> [The input]
►
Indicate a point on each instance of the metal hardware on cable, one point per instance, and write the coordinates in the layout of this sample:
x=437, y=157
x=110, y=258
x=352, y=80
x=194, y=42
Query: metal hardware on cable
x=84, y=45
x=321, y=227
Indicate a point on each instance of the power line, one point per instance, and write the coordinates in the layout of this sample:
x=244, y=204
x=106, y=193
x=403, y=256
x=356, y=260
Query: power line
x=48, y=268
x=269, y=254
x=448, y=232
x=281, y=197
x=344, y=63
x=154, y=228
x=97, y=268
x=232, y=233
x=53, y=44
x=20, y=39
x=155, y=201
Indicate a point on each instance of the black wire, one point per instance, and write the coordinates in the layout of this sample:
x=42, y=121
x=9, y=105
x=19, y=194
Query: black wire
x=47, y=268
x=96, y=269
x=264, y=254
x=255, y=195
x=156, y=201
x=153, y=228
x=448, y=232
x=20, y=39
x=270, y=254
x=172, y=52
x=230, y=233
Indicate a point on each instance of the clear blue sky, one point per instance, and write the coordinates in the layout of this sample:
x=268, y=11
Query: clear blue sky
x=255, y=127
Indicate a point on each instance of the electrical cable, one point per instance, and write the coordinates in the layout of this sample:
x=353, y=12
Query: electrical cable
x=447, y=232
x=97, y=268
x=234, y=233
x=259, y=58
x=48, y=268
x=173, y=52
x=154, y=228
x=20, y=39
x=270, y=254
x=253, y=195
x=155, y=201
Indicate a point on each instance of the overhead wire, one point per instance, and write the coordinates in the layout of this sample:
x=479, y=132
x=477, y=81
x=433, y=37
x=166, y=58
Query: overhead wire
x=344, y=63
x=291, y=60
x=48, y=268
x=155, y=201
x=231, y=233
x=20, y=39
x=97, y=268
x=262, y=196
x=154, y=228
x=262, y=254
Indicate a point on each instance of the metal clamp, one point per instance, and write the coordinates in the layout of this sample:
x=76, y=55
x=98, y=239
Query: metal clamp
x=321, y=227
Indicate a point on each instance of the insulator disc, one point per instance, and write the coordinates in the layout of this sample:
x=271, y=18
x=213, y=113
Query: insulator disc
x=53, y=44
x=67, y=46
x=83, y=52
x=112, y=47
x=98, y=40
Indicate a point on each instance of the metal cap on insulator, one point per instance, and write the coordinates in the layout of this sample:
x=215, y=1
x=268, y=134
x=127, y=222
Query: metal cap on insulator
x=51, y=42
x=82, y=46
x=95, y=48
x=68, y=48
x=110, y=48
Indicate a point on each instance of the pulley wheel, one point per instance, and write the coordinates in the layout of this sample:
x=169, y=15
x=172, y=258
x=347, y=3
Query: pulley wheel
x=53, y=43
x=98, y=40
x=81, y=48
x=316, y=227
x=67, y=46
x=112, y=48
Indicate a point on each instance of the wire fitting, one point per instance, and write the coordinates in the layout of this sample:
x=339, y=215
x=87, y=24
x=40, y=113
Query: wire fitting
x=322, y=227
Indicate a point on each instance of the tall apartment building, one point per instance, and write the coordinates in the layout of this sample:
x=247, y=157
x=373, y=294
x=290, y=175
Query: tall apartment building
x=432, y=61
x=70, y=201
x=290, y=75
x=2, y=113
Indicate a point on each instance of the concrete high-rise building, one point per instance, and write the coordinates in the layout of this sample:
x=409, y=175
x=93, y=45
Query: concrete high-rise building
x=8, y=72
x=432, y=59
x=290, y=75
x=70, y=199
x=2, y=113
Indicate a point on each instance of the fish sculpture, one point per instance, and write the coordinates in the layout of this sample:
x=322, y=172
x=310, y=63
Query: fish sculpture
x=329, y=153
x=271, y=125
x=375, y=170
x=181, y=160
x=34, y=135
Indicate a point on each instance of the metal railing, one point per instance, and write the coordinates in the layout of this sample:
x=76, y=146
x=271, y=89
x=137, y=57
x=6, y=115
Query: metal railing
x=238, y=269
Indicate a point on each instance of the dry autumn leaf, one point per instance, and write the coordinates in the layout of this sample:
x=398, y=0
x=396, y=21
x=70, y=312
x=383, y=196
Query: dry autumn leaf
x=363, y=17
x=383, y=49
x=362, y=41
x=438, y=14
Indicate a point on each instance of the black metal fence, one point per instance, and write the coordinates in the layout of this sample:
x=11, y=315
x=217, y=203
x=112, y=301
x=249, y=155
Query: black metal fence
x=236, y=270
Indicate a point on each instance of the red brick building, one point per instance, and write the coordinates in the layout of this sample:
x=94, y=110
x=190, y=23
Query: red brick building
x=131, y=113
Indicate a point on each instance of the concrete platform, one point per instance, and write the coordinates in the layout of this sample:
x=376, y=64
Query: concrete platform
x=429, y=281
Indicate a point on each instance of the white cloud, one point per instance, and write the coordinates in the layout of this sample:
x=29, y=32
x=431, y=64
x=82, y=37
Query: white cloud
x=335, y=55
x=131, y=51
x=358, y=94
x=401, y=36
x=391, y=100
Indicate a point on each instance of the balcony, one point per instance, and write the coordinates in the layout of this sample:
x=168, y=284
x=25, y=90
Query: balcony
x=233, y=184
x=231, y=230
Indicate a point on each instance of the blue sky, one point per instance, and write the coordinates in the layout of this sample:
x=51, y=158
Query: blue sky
◄
Print out all of the records above, word for word.

> [Result]
Indicate a point on each instance of the metal hardware on cable, one point per instance, and write the coordinates in the layout of this sample:
x=437, y=157
x=110, y=258
x=352, y=80
x=194, y=42
Query: metal hardware on cable
x=84, y=45
x=321, y=227
Indicate a point on each instance of the power line, one point per instance, and write the coordinates in the layout of this sample:
x=244, y=204
x=106, y=193
x=403, y=256
x=356, y=260
Query: power line
x=48, y=268
x=269, y=254
x=448, y=232
x=281, y=197
x=344, y=63
x=154, y=228
x=97, y=268
x=232, y=233
x=53, y=44
x=20, y=39
x=155, y=201
Indicate a point on each instance of the black wire, one point per instance, and write the coordinates in the layout of this sample:
x=42, y=121
x=9, y=105
x=19, y=194
Query: black wire
x=47, y=268
x=96, y=269
x=264, y=254
x=255, y=195
x=156, y=201
x=153, y=228
x=448, y=232
x=20, y=39
x=270, y=254
x=172, y=52
x=230, y=233
Indicate a point on each instance of the clear blue sky, one point per instance, and write the coordinates in the layout of this sample:
x=268, y=11
Query: clear blue sky
x=255, y=127
Indicate a point on each instance of the electrical cable, one point per instance, and write the coordinates in the layout of this sample:
x=353, y=12
Query: electrical cable
x=447, y=232
x=97, y=268
x=234, y=233
x=259, y=58
x=48, y=268
x=173, y=52
x=154, y=228
x=20, y=39
x=270, y=254
x=253, y=195
x=155, y=201
Indicate a point on each instance of the overhead wire, one point per instance, and write the coordinates in the layout of this sample:
x=479, y=132
x=477, y=81
x=433, y=37
x=166, y=58
Query: overhead wire
x=344, y=63
x=291, y=60
x=48, y=268
x=155, y=201
x=231, y=233
x=20, y=39
x=97, y=268
x=262, y=196
x=154, y=228
x=262, y=254
Indicate a point on each instance of the metal clamp, one point per instance, and write the coordinates in the layout of this sample:
x=76, y=55
x=98, y=239
Query: metal clamp
x=321, y=227
Indicate a point on each instance of the insulator disc, one point per instance, and write the coordinates in the layout of this sample:
x=271, y=18
x=213, y=113
Query: insulator disc
x=53, y=44
x=67, y=46
x=83, y=52
x=112, y=47
x=98, y=40
Indicate a point on each instance of the metal cap on insulator, one point per instance, and write the coordinates in the layout of this sample:
x=215, y=1
x=268, y=134
x=127, y=222
Query: metal cap on insulator
x=51, y=42
x=82, y=46
x=95, y=48
x=68, y=48
x=110, y=48
Indicate a point on each instance of the pulley wheel, one point per instance, and write the coordinates in the layout of this sample:
x=169, y=15
x=172, y=258
x=347, y=3
Query: pulley wheel
x=53, y=43
x=98, y=40
x=81, y=48
x=316, y=227
x=67, y=46
x=112, y=48
Indicate a point on each instance of the wire fitting, one point per instance, and write the coordinates in the layout of this sample:
x=339, y=215
x=87, y=24
x=40, y=113
Query: wire fitting
x=322, y=227
Indicate a point on each instance of the tall apartment building, one point per instance, and write the coordinates in the layout of this sample:
x=247, y=157
x=373, y=294
x=290, y=175
Query: tall apartment building
x=432, y=61
x=70, y=201
x=290, y=75
x=2, y=113
Indicate a point on each instance of the concrete high-rise building, one point per instance, and write the coordinates in the layout of this sample:
x=409, y=175
x=93, y=45
Query: concrete high-rise building
x=8, y=72
x=432, y=59
x=290, y=75
x=70, y=199
x=2, y=113
Indicate a point on each instance of the fish sculpture, one point per instance, and write the coordinates in the layout of this sample:
x=322, y=172
x=310, y=63
Query: fish sculpture
x=329, y=153
x=271, y=125
x=375, y=170
x=181, y=160
x=34, y=135
Indicate a point on each instance of the metal railing, one point per instance, and write the coordinates in the layout of this sample:
x=76, y=146
x=271, y=89
x=137, y=57
x=6, y=115
Query: metal railing
x=238, y=269
Indicate a point on each instance of the dry autumn leaf, one point per instance, and write the coordinates in the layout of this sample:
x=398, y=0
x=396, y=21
x=70, y=312
x=383, y=196
Query: dry autumn leaf
x=363, y=17
x=383, y=49
x=362, y=41
x=438, y=14
Indicate a point on each instance of the black metal fence, one point per instance, and write the coordinates in the layout of this sample:
x=11, y=315
x=217, y=203
x=112, y=301
x=249, y=155
Query: black metal fence
x=236, y=270
Indicate a point on each instance of the red brick building, one point per instance, and write the coordinates in the layout of this sample:
x=94, y=110
x=190, y=23
Query: red brick building
x=131, y=113
Indicate a point on each instance of the concrete platform, one point per instance, and write the coordinates in the layout of this sample:
x=376, y=64
Query: concrete platform
x=429, y=281
Indicate a point on each instance of the white cloud, one point per instance, and write the coordinates in the layout of this sample:
x=29, y=32
x=431, y=64
x=82, y=37
Query: white cloud
x=335, y=55
x=131, y=51
x=358, y=94
x=401, y=36
x=391, y=100
Indicate a point on each instance of the balcony, one point per instance, and write the coordinates in the layout of this sample:
x=168, y=284
x=25, y=90
Query: balcony
x=233, y=184
x=231, y=230
Indicate a point on each instance of the blue sky, one point per instance, and write the coordinates in the layout of this sample:
x=51, y=158
Query: blue sky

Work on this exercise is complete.